===== Document extract

What does that life look like? This:

Quoting Wayfarer
renunciate spirituality
?

Surely there is more to the life of a god.






Metaphysician Undercover July 11, 2024 at 01:28 #916212
Quoting Wayfarer
And are there 'vast differences' between Plotinus and Plato? I readily grant at every juncture that your knowledge of the texts greatly exceeds my own, but I had thought it well-established that Plotinus saw himself as no more than a faithful exegete of Plato.


Yes there are vast differences between Plotinus and Plato. Plotinus goes far beyond Plato in his theory of Forms, to propose a hierarchical order, emanation. and even assigning a position to "matter".
Wayfarer July 11, 2024 at 01:35 #916214
Quoting Fooloso4
But the good man may not be able to live the life of the gods, nor might he want to.

What does that life look like? This:

renunciate spirituality
— Wayfarer
?

Surely there is more to the life of a god.


We discussed the various examples of what I'm referring to in an earlier thread on esoteric philosophies. I seem to recall I gave the examples of Advaita Vedanta and Zen Buddhism, to which you replied something like 'you have to be prepared to believe in such things'.

There are numerous references to 'the gods' and 'the divine' scattered through the ancient texts. What does that signify to you? Remnants of archaic beliefs now superseded?

I think one of the characteristics of Eastern philosophical religions, like Advaita and Tibetan Buddhism, is that for various historical reasons they seem to have been able to maintain a closer relationship with their ancient roots. Which is why for instance a Swami of the Vedanta Order still appears in monastic robes (in his many youtube videos!) Likewise for many Tibetan Rinpoches.

Quoting Metaphysician Undercover
Plotinus goes far beyond Plato


Nevertheless, didn't he himself insist that he was simply explicating what was implicit in Plato?

==========
===== Dataset excerpt

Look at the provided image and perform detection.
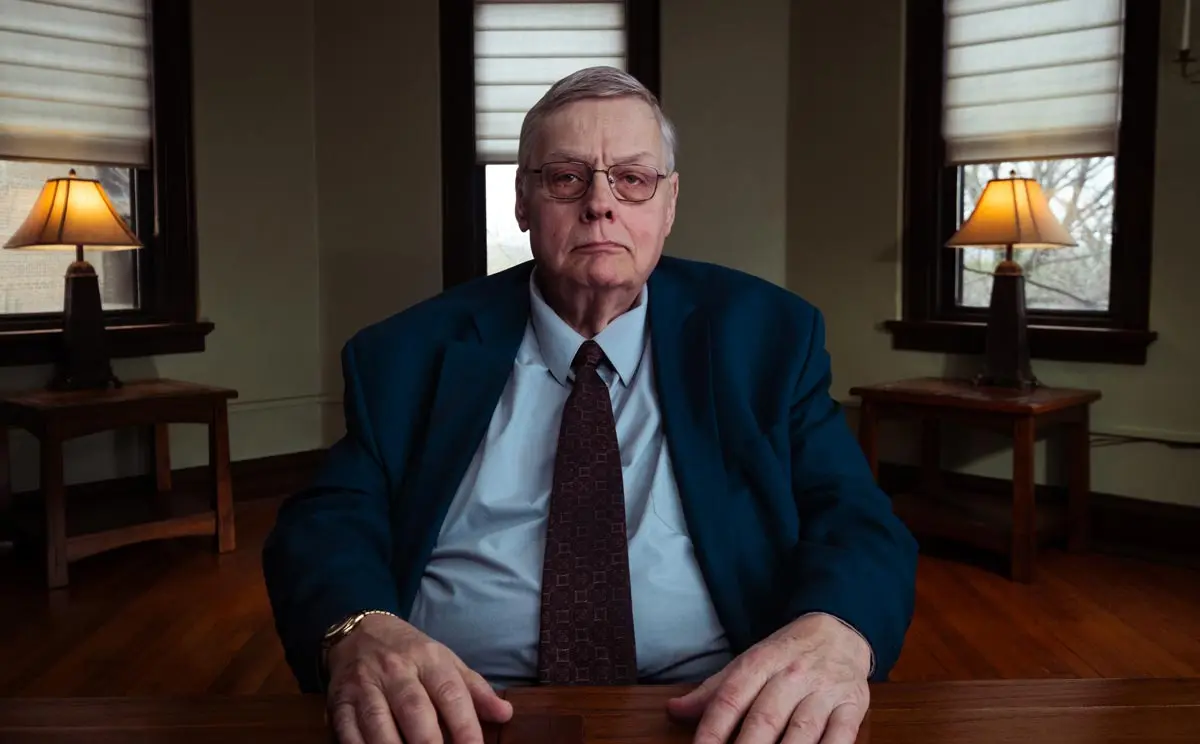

==========

## List of tasks
**A.** Answer these about the forum discussion on Plotinus and Plato:
(i) According to Metaphysician Undercover, what did Plotinus propose in going beyond Plato's theory of Forms?
(ii) Which two examples does Wayfarer recall giving in an earlier thread on esoteric philosophies?
(iii) In what does Wayfarer say a Swami of the Vedanta Order still appears?
**B.** Can you carry the forum discussion on Plotinus and Plato forward from its last post?
You won't need the material here.

## Final results
**A.**
(i) A hierarchical order, emanation, and even a position assigned to "matter."
(ii) Advaita Vedanta and Zen Buddhism.
(iii) Monastic robes.

**B.**
Wayfarer July 11, 2024 at 07:06 #916269
Apologies to all if my above contributions have been off the mark.
Fooloso4 July 11, 2024 at 12:47 #916327
Quoting Wayfarer
We discussed the various examples of what I'm referring to in an earlier thread on esoteric philosophies. I seem to recall I gave the examples of Advaita Vedanta and Zen Buddhism, to which you replied something like 'you have to be prepared to believe in such things'.


I do not recall the discussion but think it evident that if

Ennead 1.2. 30, translated by Armstrong:He will leave that behind, and choose another, the life of the gods


then he must have to be prepared to believe such things. Would he choose such a life if he did not believe it? But this does not get at what I am asking.

Ennead 1.2. 30, translated by Armstrong: ... but likeness to the gods is likeness to the model, a being of a different kind to ourselves.


What is the model that this is a likeness of? If for us this life is one of renunciate spirituality, is it that for the gods as well? Do the gods too have desires that they must overcome? Can we become a being of a different kind?


Wayfarer July 11, 2024 at 23:19 #916463
Quoting Fooloso4
... but likeness to the gods is likeness to the model, a being of a different kind to ourselves.
— Ennead 1.2. 30, translated by Armstrong

What is the model that this is a likeness of? If for us this life is one of renunciate spirituality, is it that for the gods as well? Do the gods too have desires that they must overcome? Can we become a being of a different kind?


They're foundational questions in this context. 'The gods' are, of course, those of the Greek pantheon, but from comparative religion, we learn that have much in common with the other Indo-European cultures, so there are parallels with the Indian pantheon. But in this case, they represent 'the divine' - a word is from the Indo-european root 'deva'. Notice that Parmenides' prose-poem is said to have been 'given' to him by the Goddess. The knowledge of which he speaks is rooted in revealed truth, not dialectical reasoning, although he then deploys reasoning in support of it. (I think in modern terminology, it would be described as 'trans-rational'.) But I notice references to the divine ('the devas') in many of the excepts being discussed in the thread in ancient philosophy. It is part of the assumed background of their world, and I personally think it's mistaken to regard it as a simple figment or archaic superstition, even if that is the consensus of today's disenchanted world.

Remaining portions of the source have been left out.